## TRECHO DE ORIGEM
▽

Por que teses e temas editados pelos tribunais superiores não são precedentes
12 de junho de 2025, 8h00
1. Quantas pessoas já foram vitimadas por precedentes que não são precedentes?
Outro dia discuti com alunos a questão da lenda jurídica chamada precedentes, na parte em que se fala da exigência de similitude fática. O ponto alto da discussão foi quando abordamos a origem da famosa Súmula 182, um autêntico exterminador de agravos interpostos contra inissão de recursos especiais. O dramático é que é uma súmula surgida do cível, originária de uma questão atinente à cédula rural. E anualmente ajuda a colocar na cadeia milhares de pessoas. E, de lambuja, serve para retirar ou conceder bens materiais a milhares de pessoas. Quantos já empobreceram por causa dessa súmula?
Como falar em similitude fática? E o que dizer da Súmula 7? Invocada como precedente, é tudo, menos a condensação daquilo que a formou: um conjunto de precedentes. Parece estranha essa formulação, mas não esqueçamos que uma súmula é o resultado de um conjunto de precedentes. E o que dizer do Tema 339, do STF? Quantas vítimas habitam os presídios por causa desse tema? Quantos bens mudaram de mãos por causa da discussão da fundamentação que, segundo o tema, não exige o exame de todos as teses esgrimidas pela parte? A agravante: tema não é precedente.

△

## PARTES DO EXERCÍCIO
[A] Segundo o texto sobre precedentes, de que questão se originou a Súmula 182?
[B] Reescreva todos os registros substituindo "blonde hair" por "red hair" e mantendo todo o resto inalterado; não inclua as imagens na resposta.

## DADOS DO EXERCÍCIO

▽

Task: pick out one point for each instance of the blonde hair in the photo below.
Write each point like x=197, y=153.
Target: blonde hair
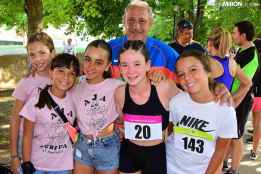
x=221, y=40
x=139, y=3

△

## RESULTADOS FINAIS
[A] De uma questão cível atinente à cédula rural.

[B]
Task: pick out one point for each instance of the red hair in the photo below.
Write each point like x=197, y=153.
Target: red hair
x=221, y=40
x=139, y=3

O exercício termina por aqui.